_Text section_

--- START ---

While A1c remains the primary predictor of the development and progression of microvascular complications among patients with T2DM, there is growing evidence to support the association between TIR and diabetes-related microvascular complications.7–9 In a study by Sheng et al9 on patients with T2DM, the authors calculated TIR from a 7-point SMBG and found lower TIR to have higher odds of having diabetic retinopathy (DR), diabetic nephropathy (DN), and diabetic peripheral neuropathy (DPN), suggesting a strong correlation between calculated TIR and risk of diabetes-related microvascular complications.

Although adoption of TIR in clinical practice is gradually increasing and becoming well established, its use as a predictor of long-term risk of diabetes-related microvascular complications is still growing and needs further validation. Therefore, we performed a systematic review to summarize the published literature evaluating CGM-derived TIR as a predictor of diabetes-related microvascular complications and discuss its implications on future clinical practice and research among patients with diabetes.

Methods

This systematic review was performed using the guidelines established by the Preferred Reporting Items for Systematic Reviews and Meta-Analyses statements.10 For this study, a comprehensive literature search was done to identify original research articles in various databases. Before the literature screening process, a protocol was submitted to the International Prospective Register of Systematic Reviews (PROSPERO ID: CRD42021259988).

Selection criteria

Studies included in this systematic review met the following inclusion criteria: (1) cross-sectional/observational studies examining the association between CGM-derived TIR and microvascular complications among patients with T2DM, (2) full-text and (3) English-language articles, and (4) published between January 1, 2010 and June 5, 2021. We excluded the following studies: (1) review articles and (2) systematic review with or without meta-analysis.

Search strategy

On June 5, 2021, we conducted a comprehensive literature search in electronic databases (PubMed, Scopus, and Web of Science) for publications between 2010 and June 2021 with English language restrictions. The search strategy was designed and conducted by the principal investigator (RR), with input from the study’s coinvestigators (RM, NJ, and VJ), using the following keywords: ((“Continuous glucose monitor” OR “Continuous glucose monitoring” OR “Dexcom” “Freestyle Libre” OR “Guardian” OR “Flash glucose monitoring” OR “Time in Range” OR “Time-in-range” OR “TIR”) AND (“Diabetes complications” OR “Microvascular complications” OR “Retinopathy” OR “Neuropathy” OR “Nephropathy” OR “Complication” OR “Microalbuminuria” OR “Albuminuria”)) AND (“Type II diabetes” OR “type 2 diabetes”). Next, the bibliographies of the selected articles were manually searched for any additional studies. After screening for duplicate studies, two reviewers (RM and NJ) independently reviewed the title and abstract of the identified publications. Studies were then excluded if they did not address our research question or meet our prespecified inclusion criteria. Finally, the full texts of the remaining articles were examined to determine the final exclusion for our systematic review. Any conflicts during the study selection process were resolved by the third reviewer (RR). Figure 1 shows the schematic diagram of the study selection process.

--- END ---

(Natural-language object grounding data)
--- START ---

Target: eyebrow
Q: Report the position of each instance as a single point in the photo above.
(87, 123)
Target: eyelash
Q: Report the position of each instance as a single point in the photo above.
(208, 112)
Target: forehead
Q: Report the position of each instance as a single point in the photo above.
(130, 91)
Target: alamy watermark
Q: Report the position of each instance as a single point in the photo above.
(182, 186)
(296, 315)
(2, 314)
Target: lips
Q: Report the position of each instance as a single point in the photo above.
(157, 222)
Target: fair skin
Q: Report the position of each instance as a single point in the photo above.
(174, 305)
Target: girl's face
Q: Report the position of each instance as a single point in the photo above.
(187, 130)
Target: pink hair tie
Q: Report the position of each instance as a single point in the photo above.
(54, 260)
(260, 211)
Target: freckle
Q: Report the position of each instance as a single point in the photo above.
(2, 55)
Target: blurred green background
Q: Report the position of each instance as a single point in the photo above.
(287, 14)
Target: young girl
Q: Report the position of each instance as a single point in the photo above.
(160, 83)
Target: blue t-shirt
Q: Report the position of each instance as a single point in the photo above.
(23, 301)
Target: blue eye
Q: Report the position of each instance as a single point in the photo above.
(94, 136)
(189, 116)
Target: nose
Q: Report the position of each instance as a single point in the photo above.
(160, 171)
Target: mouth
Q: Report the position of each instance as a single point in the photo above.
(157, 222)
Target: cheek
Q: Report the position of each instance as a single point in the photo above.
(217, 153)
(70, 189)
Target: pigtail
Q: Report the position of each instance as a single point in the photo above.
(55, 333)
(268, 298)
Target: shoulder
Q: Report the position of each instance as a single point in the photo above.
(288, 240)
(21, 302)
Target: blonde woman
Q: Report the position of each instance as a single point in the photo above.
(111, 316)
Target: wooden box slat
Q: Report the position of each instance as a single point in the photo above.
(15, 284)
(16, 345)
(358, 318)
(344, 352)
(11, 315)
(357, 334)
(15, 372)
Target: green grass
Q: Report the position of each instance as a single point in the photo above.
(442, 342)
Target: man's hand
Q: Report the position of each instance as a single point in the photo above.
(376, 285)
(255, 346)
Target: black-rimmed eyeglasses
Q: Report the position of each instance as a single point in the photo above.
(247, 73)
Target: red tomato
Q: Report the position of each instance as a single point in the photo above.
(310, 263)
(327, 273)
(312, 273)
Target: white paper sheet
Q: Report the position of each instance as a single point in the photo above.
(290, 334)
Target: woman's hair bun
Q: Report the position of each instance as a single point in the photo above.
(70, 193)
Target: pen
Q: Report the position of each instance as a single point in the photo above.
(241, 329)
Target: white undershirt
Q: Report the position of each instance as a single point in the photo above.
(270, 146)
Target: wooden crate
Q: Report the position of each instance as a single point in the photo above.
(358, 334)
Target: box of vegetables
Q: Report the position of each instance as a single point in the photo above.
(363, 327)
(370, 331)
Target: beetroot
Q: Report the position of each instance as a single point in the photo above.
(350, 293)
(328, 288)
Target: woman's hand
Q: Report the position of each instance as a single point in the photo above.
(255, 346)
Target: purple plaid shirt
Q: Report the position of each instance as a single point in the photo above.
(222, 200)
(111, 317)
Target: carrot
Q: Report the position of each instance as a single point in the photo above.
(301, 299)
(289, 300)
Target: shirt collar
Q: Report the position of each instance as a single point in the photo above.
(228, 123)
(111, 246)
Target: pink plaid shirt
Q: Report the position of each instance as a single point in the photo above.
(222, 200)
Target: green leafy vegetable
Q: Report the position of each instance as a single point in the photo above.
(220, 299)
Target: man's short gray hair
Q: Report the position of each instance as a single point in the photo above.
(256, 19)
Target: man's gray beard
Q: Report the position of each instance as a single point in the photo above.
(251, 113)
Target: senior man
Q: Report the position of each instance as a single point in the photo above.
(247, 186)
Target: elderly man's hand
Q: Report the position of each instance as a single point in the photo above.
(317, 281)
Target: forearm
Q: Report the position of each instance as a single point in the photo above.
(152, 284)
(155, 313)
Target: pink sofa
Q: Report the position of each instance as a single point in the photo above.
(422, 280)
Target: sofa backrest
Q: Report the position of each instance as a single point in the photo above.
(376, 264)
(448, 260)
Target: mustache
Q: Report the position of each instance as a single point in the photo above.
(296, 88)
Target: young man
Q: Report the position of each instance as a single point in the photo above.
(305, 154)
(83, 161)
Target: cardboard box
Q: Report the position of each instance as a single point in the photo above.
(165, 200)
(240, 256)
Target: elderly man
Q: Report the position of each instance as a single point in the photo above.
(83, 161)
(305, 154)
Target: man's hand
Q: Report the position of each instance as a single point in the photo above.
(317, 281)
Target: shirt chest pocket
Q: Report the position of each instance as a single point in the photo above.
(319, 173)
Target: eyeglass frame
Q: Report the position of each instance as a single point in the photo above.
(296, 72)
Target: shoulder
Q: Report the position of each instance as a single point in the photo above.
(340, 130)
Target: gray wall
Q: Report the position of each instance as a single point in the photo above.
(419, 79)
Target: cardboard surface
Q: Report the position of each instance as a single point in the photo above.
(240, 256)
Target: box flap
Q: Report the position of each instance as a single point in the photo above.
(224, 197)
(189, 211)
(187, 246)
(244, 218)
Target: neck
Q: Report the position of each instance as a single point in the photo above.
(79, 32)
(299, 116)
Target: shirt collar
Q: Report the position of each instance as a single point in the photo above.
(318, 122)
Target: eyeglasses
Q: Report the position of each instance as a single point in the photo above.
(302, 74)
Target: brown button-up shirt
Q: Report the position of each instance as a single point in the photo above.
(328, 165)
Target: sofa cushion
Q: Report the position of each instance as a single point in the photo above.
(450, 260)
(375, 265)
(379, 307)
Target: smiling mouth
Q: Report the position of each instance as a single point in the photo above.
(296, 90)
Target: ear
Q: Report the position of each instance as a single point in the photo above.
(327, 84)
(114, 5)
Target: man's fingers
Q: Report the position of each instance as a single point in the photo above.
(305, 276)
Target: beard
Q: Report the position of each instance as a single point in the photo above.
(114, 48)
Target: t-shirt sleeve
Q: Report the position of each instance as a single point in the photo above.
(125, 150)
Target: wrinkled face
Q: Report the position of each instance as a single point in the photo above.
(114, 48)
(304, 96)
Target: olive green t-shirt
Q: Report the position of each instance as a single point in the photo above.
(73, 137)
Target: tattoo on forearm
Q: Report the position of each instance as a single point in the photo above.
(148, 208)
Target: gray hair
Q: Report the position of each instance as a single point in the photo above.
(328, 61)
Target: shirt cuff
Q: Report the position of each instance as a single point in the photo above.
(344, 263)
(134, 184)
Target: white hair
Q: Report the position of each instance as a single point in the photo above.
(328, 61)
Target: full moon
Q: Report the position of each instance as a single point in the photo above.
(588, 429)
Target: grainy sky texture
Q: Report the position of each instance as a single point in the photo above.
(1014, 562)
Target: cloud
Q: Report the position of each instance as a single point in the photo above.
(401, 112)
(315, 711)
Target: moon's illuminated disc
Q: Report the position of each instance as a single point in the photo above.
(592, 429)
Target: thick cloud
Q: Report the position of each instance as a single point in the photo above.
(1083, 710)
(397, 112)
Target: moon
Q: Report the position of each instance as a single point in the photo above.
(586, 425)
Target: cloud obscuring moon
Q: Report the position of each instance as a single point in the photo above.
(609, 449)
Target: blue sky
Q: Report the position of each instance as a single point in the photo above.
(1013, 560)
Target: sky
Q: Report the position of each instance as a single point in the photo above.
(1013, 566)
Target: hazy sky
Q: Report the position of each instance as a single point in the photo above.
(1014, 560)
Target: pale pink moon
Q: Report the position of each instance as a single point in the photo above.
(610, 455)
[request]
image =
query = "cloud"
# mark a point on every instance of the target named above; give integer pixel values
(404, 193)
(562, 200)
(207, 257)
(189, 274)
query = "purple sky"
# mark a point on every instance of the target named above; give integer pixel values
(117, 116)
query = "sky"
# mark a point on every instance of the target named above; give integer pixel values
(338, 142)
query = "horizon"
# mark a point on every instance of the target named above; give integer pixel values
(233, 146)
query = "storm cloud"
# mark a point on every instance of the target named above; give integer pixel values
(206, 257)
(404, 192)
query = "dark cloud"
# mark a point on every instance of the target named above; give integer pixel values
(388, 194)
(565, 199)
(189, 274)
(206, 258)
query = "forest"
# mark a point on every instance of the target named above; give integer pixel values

--- END ---

_Tasks for this exercise_
[a] Name the electronic databases that the systematic review text says were searched.
[b] Repeat the part of the systematic review text that begins at the words "Selection criteria" and stops after the words "or without meta-analysis.".
The listing has no connection to the systematic review text.

_Outputs by task_
[a] PubMed, Scopus, Web of Science

[b]
Selection criteria

Studies included in this systematic review met the following inclusion criteria: (1) cross-sectional/observational studies examining the association between CGM-derived TIR and microvascular complications among patients with T2DM, (2) full-text and (3) English-language articles, and (4) published between January 1, 2010 and June 5, 2021. We excluded the following studies: (1) review articles and (2) systematic review with or without meta-analysis.